**TASK INSTRUCTIONS**:
Your answer should be the lines below from the one holding "If you could tag the balcony" through the one holding "If you could tag the traffic", copied exactly and with nothing else.

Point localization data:
Segment Open

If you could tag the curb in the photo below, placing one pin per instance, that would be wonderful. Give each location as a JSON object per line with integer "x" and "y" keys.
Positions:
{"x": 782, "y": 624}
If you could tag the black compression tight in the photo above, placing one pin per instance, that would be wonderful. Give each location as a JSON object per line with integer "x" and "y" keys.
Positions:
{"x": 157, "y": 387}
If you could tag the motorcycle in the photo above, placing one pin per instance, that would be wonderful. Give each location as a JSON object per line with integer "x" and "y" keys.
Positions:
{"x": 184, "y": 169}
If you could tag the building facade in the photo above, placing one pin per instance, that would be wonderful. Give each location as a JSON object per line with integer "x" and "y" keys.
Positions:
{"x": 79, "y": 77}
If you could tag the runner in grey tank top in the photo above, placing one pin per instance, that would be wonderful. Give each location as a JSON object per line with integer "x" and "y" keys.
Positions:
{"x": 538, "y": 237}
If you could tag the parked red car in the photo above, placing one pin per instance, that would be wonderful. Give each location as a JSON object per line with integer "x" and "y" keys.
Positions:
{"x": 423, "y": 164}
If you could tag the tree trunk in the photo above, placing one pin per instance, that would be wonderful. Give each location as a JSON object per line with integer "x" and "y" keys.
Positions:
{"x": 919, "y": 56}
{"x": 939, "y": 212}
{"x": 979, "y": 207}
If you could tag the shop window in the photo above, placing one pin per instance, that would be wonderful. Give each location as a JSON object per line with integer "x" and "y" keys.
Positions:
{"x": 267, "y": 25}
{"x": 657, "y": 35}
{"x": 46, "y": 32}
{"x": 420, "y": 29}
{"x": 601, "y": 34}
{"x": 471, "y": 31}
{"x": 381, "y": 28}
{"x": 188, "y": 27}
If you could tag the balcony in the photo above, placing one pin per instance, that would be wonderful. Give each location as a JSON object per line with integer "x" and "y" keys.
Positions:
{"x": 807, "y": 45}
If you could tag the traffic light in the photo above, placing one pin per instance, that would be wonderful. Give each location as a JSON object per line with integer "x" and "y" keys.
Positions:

Segment Closed

**ANSWER TO THIS EXERCISE**:
If you could tag the balcony in the photo above, placing one pin per instance, that would be wonderful. Give each location as a JSON object per line with integer "x" and "y" keys.
Positions:
{"x": 807, "y": 45}
If you could tag the traffic light in the photo above, placing one pin per instance, that would be wonderful. Give each location as a JSON object per line with integer "x" and "y" keys.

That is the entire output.